**Point localization data**.
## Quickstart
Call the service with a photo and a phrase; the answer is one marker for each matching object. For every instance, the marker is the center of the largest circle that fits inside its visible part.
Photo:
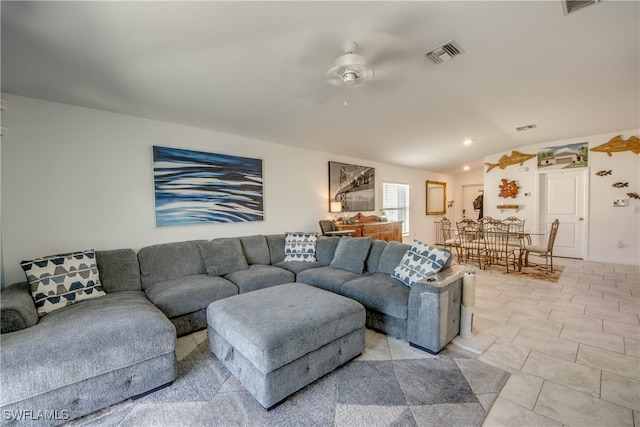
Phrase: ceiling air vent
(570, 6)
(444, 52)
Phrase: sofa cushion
(119, 270)
(17, 310)
(168, 261)
(189, 294)
(391, 257)
(60, 280)
(223, 256)
(327, 278)
(420, 261)
(256, 249)
(326, 248)
(259, 276)
(351, 254)
(276, 247)
(300, 247)
(82, 341)
(296, 267)
(381, 293)
(377, 246)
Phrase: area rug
(537, 272)
(447, 390)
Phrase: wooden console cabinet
(386, 231)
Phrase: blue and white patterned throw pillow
(300, 247)
(420, 261)
(60, 280)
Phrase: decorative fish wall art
(508, 188)
(617, 145)
(515, 158)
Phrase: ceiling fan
(350, 69)
(377, 62)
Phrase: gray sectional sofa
(97, 352)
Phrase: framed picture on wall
(353, 186)
(196, 187)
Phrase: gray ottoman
(277, 340)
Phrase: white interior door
(563, 196)
(469, 194)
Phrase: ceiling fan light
(349, 77)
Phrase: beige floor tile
(491, 301)
(631, 347)
(546, 291)
(610, 314)
(621, 391)
(558, 304)
(535, 324)
(533, 310)
(586, 322)
(578, 377)
(577, 409)
(508, 414)
(522, 389)
(558, 347)
(507, 354)
(593, 338)
(492, 313)
(520, 298)
(622, 329)
(629, 307)
(609, 361)
(580, 298)
(497, 329)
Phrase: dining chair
(516, 231)
(448, 235)
(497, 250)
(326, 226)
(470, 242)
(543, 250)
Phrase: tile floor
(572, 347)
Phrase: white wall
(606, 225)
(75, 178)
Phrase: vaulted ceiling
(257, 69)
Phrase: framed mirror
(436, 198)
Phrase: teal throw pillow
(420, 261)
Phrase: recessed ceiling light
(527, 127)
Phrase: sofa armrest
(434, 309)
(17, 310)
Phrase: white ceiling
(257, 69)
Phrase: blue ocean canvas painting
(195, 187)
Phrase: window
(396, 203)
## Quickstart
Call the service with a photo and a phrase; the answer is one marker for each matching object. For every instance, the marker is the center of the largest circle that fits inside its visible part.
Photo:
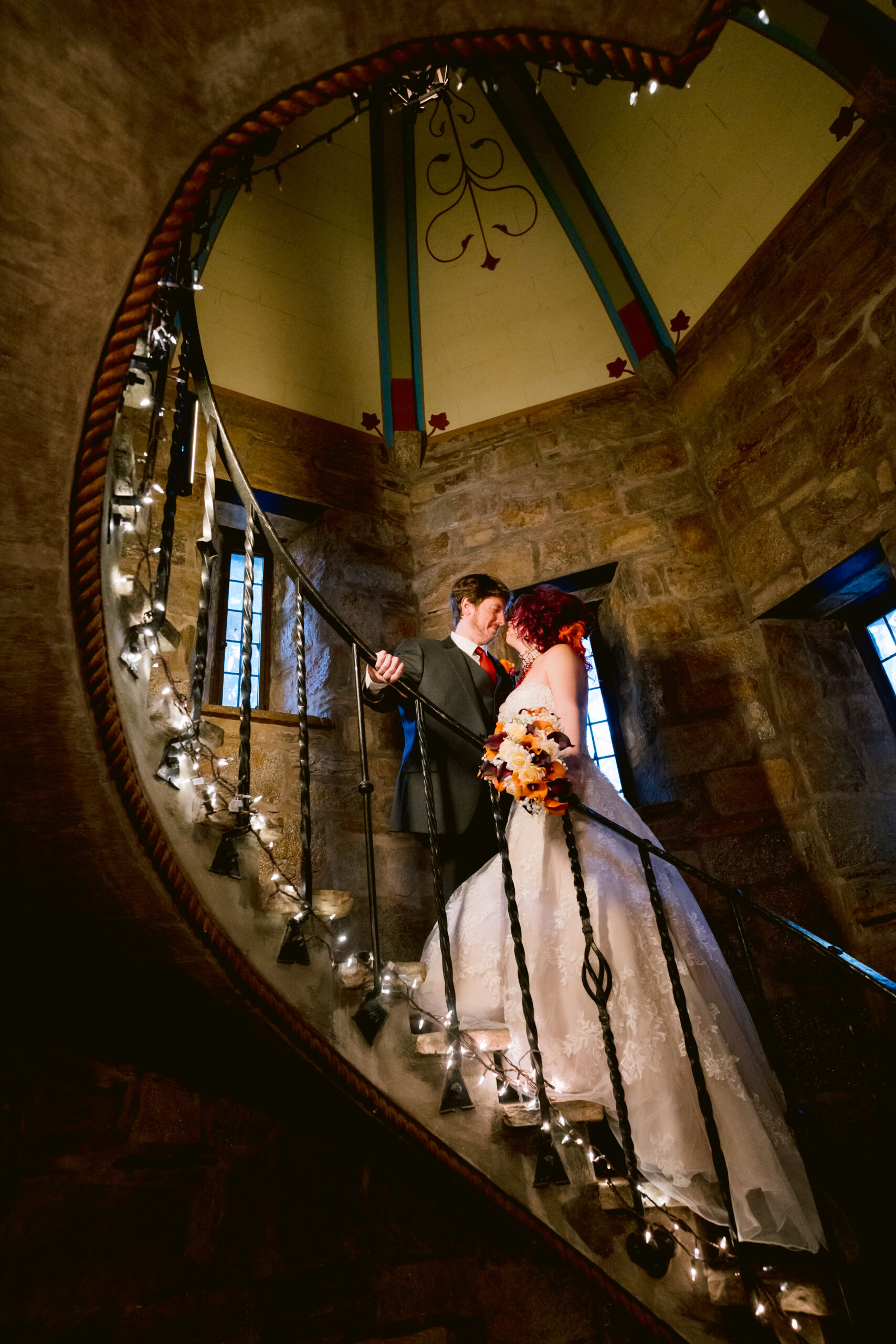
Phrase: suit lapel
(465, 671)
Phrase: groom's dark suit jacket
(448, 676)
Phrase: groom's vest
(448, 676)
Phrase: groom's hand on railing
(386, 670)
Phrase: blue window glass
(598, 728)
(234, 629)
(883, 632)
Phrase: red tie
(487, 664)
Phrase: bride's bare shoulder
(562, 670)
(561, 656)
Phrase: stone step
(486, 1040)
(519, 1116)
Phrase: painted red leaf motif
(842, 124)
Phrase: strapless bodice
(529, 695)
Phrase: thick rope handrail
(212, 412)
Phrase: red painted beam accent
(404, 412)
(636, 324)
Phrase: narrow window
(227, 671)
(598, 728)
(883, 632)
(602, 721)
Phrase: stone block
(562, 555)
(851, 373)
(858, 831)
(761, 550)
(511, 459)
(652, 581)
(718, 694)
(792, 355)
(599, 500)
(530, 512)
(758, 857)
(750, 444)
(661, 624)
(647, 460)
(750, 788)
(688, 580)
(718, 613)
(722, 656)
(695, 748)
(671, 491)
(883, 320)
(846, 498)
(829, 761)
(718, 366)
(628, 537)
(695, 534)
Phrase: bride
(769, 1186)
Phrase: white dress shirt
(465, 646)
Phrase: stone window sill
(284, 721)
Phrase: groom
(460, 675)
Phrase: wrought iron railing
(596, 972)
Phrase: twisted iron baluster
(304, 768)
(455, 1095)
(207, 555)
(691, 1043)
(549, 1168)
(183, 409)
(371, 1015)
(246, 674)
(598, 985)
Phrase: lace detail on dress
(667, 1126)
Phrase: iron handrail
(212, 412)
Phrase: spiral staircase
(184, 780)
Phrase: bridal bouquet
(523, 757)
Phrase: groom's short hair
(476, 588)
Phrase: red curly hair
(549, 616)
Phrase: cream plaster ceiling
(693, 179)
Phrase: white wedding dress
(769, 1186)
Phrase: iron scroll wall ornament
(450, 109)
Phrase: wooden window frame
(233, 543)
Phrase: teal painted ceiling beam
(839, 37)
(398, 307)
(555, 166)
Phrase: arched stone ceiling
(693, 179)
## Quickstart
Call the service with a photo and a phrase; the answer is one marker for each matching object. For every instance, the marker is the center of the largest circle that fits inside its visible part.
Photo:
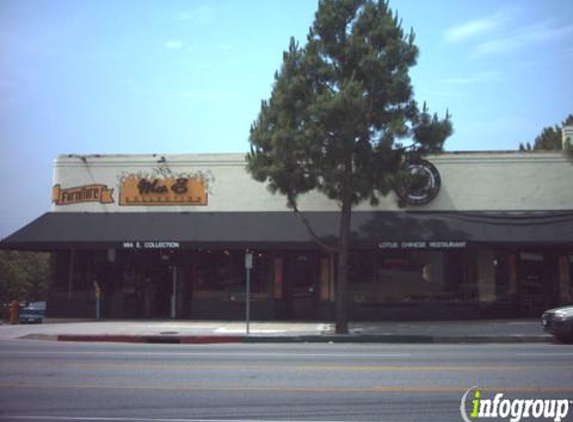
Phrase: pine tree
(339, 112)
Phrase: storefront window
(221, 275)
(378, 277)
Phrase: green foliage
(341, 106)
(340, 109)
(550, 138)
(24, 276)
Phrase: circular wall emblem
(423, 185)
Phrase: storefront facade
(166, 236)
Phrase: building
(491, 235)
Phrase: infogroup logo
(514, 410)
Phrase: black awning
(386, 230)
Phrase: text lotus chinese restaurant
(491, 235)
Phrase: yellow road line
(306, 368)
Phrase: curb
(349, 338)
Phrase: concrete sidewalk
(197, 332)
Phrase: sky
(141, 76)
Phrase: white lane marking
(132, 419)
(545, 354)
(238, 330)
(206, 354)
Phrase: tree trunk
(342, 276)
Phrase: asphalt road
(53, 381)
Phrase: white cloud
(473, 79)
(173, 45)
(474, 28)
(523, 37)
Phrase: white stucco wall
(470, 182)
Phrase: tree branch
(316, 237)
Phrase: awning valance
(385, 230)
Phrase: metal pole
(174, 295)
(248, 307)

**Problem to work on**.
Repeat the data exactly. No pictures should appear.

**Response to the exercise**.
## Quickstart
Call the service with a photo and a phrase; the answer is one marker for each matching object. For every instance, the marker is the center of the largest circle that fits inside its visible part.
Photo:
Phrase: ceiling air vent
(570, 6)
(444, 52)
Phrase: sofa cushion
(119, 270)
(17, 310)
(168, 261)
(189, 294)
(391, 257)
(60, 280)
(223, 256)
(327, 278)
(420, 261)
(256, 249)
(326, 248)
(259, 276)
(351, 254)
(276, 247)
(300, 247)
(82, 341)
(296, 267)
(381, 293)
(377, 246)
Phrase: area rug
(537, 272)
(447, 390)
Phrase: wooden console cabinet
(386, 231)
Phrase: blue and white patterned throw pillow
(300, 247)
(420, 261)
(60, 280)
Phrase: decorative fish wall art
(508, 188)
(617, 145)
(515, 158)
Phrase: ceiling fan
(350, 69)
(377, 62)
Phrase: gray sectional sofa
(97, 352)
Phrase: framed picture on wall
(353, 186)
(196, 187)
Phrase: gray ottoman
(277, 340)
Phrase: white interior door
(563, 196)
(469, 194)
Phrase: ceiling fan light
(349, 77)
Phrase: beige floor tile
(491, 301)
(631, 347)
(546, 291)
(610, 314)
(621, 391)
(558, 304)
(535, 324)
(533, 310)
(586, 322)
(578, 377)
(577, 409)
(508, 414)
(522, 389)
(558, 347)
(507, 354)
(593, 338)
(492, 313)
(520, 298)
(622, 329)
(629, 307)
(609, 361)
(580, 298)
(497, 329)
Phrase: dining chair
(516, 231)
(448, 235)
(497, 250)
(326, 226)
(470, 242)
(543, 250)
Phrase: tile floor
(572, 347)
Phrase: white wall
(606, 225)
(75, 178)
Phrase: vaulted ceiling
(257, 69)
Phrase: framed mirror
(436, 198)
Phrase: teal throw pillow
(420, 261)
Phrase: recessed ceiling light
(527, 127)
Phrase: sofa armrest
(434, 309)
(17, 310)
Phrase: white ceiling
(257, 69)
Phrase: blue ocean canvas painting
(195, 187)
Phrase: window
(396, 203)
## Quickstart
Call the service with a photo and a phrase; the answer is one marker for each matching object. For every instance, the marker is the center of the largest circle that fits inside its visible part.
Photo:
Phrase: suit lapel
(465, 671)
Phrase: groom's dark suit jacket
(448, 676)
Phrase: groom's vest
(448, 676)
Phrase: groom's hand on railing
(386, 670)
Phrase: blue window glass
(598, 728)
(234, 629)
(883, 632)
Phrase: red tie
(487, 664)
Phrase: bride's bare shoulder
(562, 670)
(561, 656)
Phrase: stone step
(486, 1040)
(519, 1116)
Phrase: painted red leaf motif
(842, 124)
Phrase: strapless bodice
(529, 695)
Phrase: thick rope handrail
(212, 412)
Phrase: red painted beam accent
(404, 412)
(636, 324)
Phrase: narrow window
(227, 671)
(598, 728)
(883, 632)
(602, 721)
Phrase: stone block
(562, 555)
(851, 373)
(858, 831)
(761, 550)
(511, 459)
(652, 581)
(718, 694)
(792, 355)
(599, 500)
(530, 512)
(758, 857)
(750, 444)
(661, 624)
(647, 460)
(750, 788)
(688, 580)
(718, 613)
(722, 656)
(695, 748)
(671, 491)
(883, 320)
(846, 498)
(829, 761)
(718, 366)
(628, 537)
(695, 534)
Phrase: bride
(769, 1186)
Phrase: white dress shirt
(465, 646)
Phrase: stone window sill
(284, 721)
Phrase: groom
(460, 675)
Phrase: wrought iron railing
(596, 972)
Phrase: twisted iron baluster
(304, 768)
(455, 1095)
(207, 555)
(691, 1043)
(549, 1168)
(183, 409)
(371, 1015)
(246, 674)
(598, 985)
Phrase: lace detail on dress
(667, 1126)
Phrase: iron handrail
(212, 412)
Phrase: spiral staircase
(184, 780)
Phrase: bridal bouquet
(523, 757)
Phrase: groom's short hair
(476, 588)
Phrase: red curly hair
(549, 616)
Phrase: cream plaster ceiling
(693, 179)
Phrase: white wedding dress
(769, 1186)
Phrase: iron scroll wall ornament
(450, 109)
Phrase: wooden window frame
(233, 543)
Phrase: teal painted ceiling beam
(839, 37)
(398, 307)
(555, 166)
Phrase: arched stone ceiling
(693, 179)
## Quickstart
Call the service with a photo and a phrase; the answer is one marker for each matching object. For every instance, the marker is the center of the largest circle that fits inside its visible part.
Photo:
Phrase: pine tree
(339, 112)
Phrase: storefront window
(221, 275)
(378, 277)
Phrase: green foliage
(341, 106)
(340, 109)
(550, 138)
(24, 276)
Phrase: circular wall emblem
(423, 185)
Phrase: storefront facade
(166, 236)
Phrase: building
(491, 235)
Phrase: infogroup logo
(514, 410)
Phrase: black awning
(386, 230)
Phrase: text lotus chinese restaurant
(491, 235)
Phrase: yellow road line
(306, 368)
Phrase: curb
(349, 338)
Phrase: concrete sidewalk
(197, 332)
Phrase: sky
(141, 76)
Phrase: white lane marking
(132, 419)
(545, 354)
(238, 330)
(206, 354)
Phrase: tree trunk
(342, 276)
Phrase: asphalt road
(53, 381)
Phrase: white cloud
(473, 79)
(173, 45)
(474, 28)
(523, 37)
Phrase: white stucco wall
(470, 182)
Phrase: tree branch
(316, 237)
Phrase: awning valance
(385, 230)
Phrase: metal pole
(174, 295)
(248, 307)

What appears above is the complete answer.